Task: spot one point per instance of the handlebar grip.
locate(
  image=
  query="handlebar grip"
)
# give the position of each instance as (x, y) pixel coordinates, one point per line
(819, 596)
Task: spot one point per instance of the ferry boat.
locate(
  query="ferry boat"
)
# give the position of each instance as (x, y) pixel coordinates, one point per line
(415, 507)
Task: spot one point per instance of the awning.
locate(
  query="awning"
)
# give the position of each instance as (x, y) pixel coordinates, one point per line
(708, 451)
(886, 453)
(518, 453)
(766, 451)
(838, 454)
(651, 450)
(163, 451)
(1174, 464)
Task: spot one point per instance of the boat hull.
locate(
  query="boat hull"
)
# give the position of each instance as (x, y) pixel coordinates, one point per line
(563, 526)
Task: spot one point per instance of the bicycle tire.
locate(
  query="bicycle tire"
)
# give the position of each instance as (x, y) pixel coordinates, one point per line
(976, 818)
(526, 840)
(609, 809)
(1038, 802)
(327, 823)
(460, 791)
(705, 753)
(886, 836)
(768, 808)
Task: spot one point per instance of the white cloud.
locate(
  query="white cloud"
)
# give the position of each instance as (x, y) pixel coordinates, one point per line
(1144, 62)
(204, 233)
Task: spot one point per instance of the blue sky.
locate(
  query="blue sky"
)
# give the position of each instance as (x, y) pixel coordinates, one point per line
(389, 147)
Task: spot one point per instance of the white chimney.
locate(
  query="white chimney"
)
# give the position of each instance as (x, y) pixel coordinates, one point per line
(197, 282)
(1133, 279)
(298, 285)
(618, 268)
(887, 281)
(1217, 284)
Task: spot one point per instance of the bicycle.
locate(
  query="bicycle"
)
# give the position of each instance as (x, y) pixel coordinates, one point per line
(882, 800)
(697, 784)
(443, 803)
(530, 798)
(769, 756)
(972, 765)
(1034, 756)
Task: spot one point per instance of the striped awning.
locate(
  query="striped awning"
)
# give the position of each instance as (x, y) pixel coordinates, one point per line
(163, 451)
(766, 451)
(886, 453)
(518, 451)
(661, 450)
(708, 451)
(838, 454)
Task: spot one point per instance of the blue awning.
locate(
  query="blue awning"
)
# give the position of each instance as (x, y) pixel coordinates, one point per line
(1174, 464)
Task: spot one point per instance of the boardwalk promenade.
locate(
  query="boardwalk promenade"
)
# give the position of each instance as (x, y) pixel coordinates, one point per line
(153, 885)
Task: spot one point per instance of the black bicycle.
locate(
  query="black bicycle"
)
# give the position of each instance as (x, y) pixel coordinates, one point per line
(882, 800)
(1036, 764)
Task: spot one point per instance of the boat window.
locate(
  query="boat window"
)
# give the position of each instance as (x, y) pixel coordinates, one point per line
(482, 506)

***

__TASK TO CARRY OUT__
The reply should be nothing but the number of lines in the listing above that include "grip".

__REPLY__
2